TRECHO DO TEXTO ->
Four vaquitas found dead in fishing nets are displayed on a Mexican beach in this undated photo. Photo credit: Alejandro Robles.
Foto sem data mostrando quatro vaquitas encontradas mortas em redes de pesca sendo exibidas em praia do México. Foto: Alejandro Robles.


“É triste. É algo que não nos deixa nem um pouco contentes. Mas a pesca ilegal tem sido a regra na região. E, em certo sentido, por mais triste que seja, trata-se de um sinal muito forte para a comunidade de que as coisas estão mudando”. Diz Rojas-Bracho. Ele acrescenta que ainda resta ver o quão severas serão as punições para os pescadores.

Com o intuito de reforçar ainda mais a fiscalização, o governo passou a testar drones para encontrar pescadores ilegais, de acordo com alguns noticiários. E o grupo conservacionista Sea Sepherd anunciou uma parceria com o governo mexicano para manter na área um veleiro a fim de ajudar na fiscalização.

Caminho incerto rumo à recuperção

Mesmo que a proibição de pesca por dois anos seja eficiente, ainda levará muito mais tempo para a população de vaquitas se recuperar até chegar a níveis estáveis. “É possível haver um declínio populacional de 50% em um ano, mas, no sentido oposto, mesmo que a vaquita vá muito bem, o mais rápido que a espécie pode crescer é 4% por ano”, diz Taylor.

Segundo ela, por definição, interrupções emergenciais na pesca podem durar no máximo dois anos no México, mas está em cogitação uma proibição permanente. As novas medidas incluem compensação e treinamento para os pescadores, bem como ajuda financeira para o desenvolvimento de equipamentos de pesca alternativos que sejam seguros para as vaquitas. Equipamento do tipo já foi desenvolvido para a lucrativa pesca de camarão, 80% de cuja produção são exportados para os Estados Unidos. De acordo com Rojas-Bracho, o equipamento para camarão ainda precisa ser aprimorado, e o equipamento para peixes, criado do zero.

Taylor, o México merece crédito por tomar essas novas medidas, considerando que as redes de emalhar enroscam e matam centenas de milhares de toninhas e golfinhos todo ano em todo o mundo, constituindo um problema persistente. “O México deu um enorme passo ao tornar-se o primeiro exemplo de… um governo disposto a dizer ‘Tudo bem. Vamos assumir este problema”, diz ela. “Por isso, merece aplausos”.

INFORMAÇÕES ->
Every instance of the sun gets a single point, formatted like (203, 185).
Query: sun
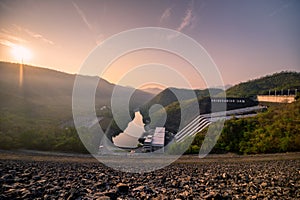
(21, 53)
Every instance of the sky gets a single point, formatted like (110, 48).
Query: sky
(245, 39)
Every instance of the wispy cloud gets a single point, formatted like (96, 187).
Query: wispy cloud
(7, 43)
(4, 6)
(39, 37)
(33, 34)
(280, 9)
(186, 20)
(166, 14)
(82, 15)
(5, 36)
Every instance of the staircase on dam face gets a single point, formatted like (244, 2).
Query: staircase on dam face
(202, 121)
(195, 126)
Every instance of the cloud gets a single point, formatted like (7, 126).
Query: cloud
(166, 14)
(5, 36)
(33, 34)
(82, 15)
(7, 43)
(186, 20)
(38, 36)
(280, 9)
(4, 6)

PEDIDO DE TAREFA A -> Transcreva do texto sobre as vaquitas tudo, desde "Com o intuito" até "ajudar na fiscalização.".
PEDIDO DE TAREFA B ->
Responda com base no texto sobre as vaquitas:
(i) Segundo Taylor, qual é a taxa máxima de crescimento anual da população de vaquitas?
(ii) Que porcentagem da produção da pesca de camarão é exportada para os Estados Unidos?
(iii) Qual é a duração máxima das interrupções emergenciais na pesca no México?
PEDIDO DE TAREFA C -> Continue o texto sobre as vaquitas a partir do ponto em que ele termina.

RESULTADO DO EXERCÍCIO A ->
Com o intuito de reforçar ainda mais a fiscalização, o governo passou a testar drones para encontrar pescadores ilegais, de acordo com alguns noticiários. E o grupo conservacionista Sea Sepherd anunciou uma parceria com o governo mexicano para manter na área um veleiro a fim de ajudar na fiscalização.

RESULTADO DO EXERCÍCIO B ->
(i) 4% por ano.
(ii) 80%.
(iii) Dois anos.

RESULTADO DO EXERCÍCIO C ->
Embora elogie as ações do governo mexicano, o Greenpeace disse, em um comunicado de imprensa, que a proibição temporária de pesca com rede de emalhar resolve apenas parte do problema. “A iniciativa do governo mexicano é positiva, mas não suficiente. O alto valor da totoaba no mercado negro e o fato de o crime organizado estar envolvido na pesca e no tráfico tornam a luta contra a pesca ilegal muito mais complicada”, diz Silvia Díaz, gerente do Programa para os Oceanos de México do Greenpeace, no comunicado. “Os governos dos Estados Unidos e da China também precisam tomar atitudes enérgicas a fim de eliminar permanentemente o tráfico e o consumo de totoaba”.

A vaquita mother and calf swim off San Felipe, Mexico, in happier days in this painting by Barbara Taylor of NOAA, who co-leads scientific assessment of the species. Credit: Barbara Taylor.
Em dias mais felizes, mãe e filhote de vaquita nadam em San Felipe, no México, neste quadro de Barbara Taylor, do NOAA, que participa do monitoramento científico da espécie. Crédito: Barbara Taylor.


Ainda assim, mesmo Rojas-Bracho e Taylor não estão dispostos a apostar contra a vaquita. Eles lembram o exemplo das focas-elefante do norte (Mirounga angustirostris) que, nos anos 1900, foram reduzidas a menos de cem indivíduos. Entretanto, começando com a proteção do México ao último ponto de resistência, elas tiveram uma forte recuperação e hoje contam com pelo menos 200 mil, ocupando regiões tão setentrionais quanto o Alasca.

Quanto à vaquita, Taylor diz: “Acho que elas têm todo o potencial para se recuperar. Mas, claro, quanto mais baixo ficarem os números, mais alto se torna o risco”.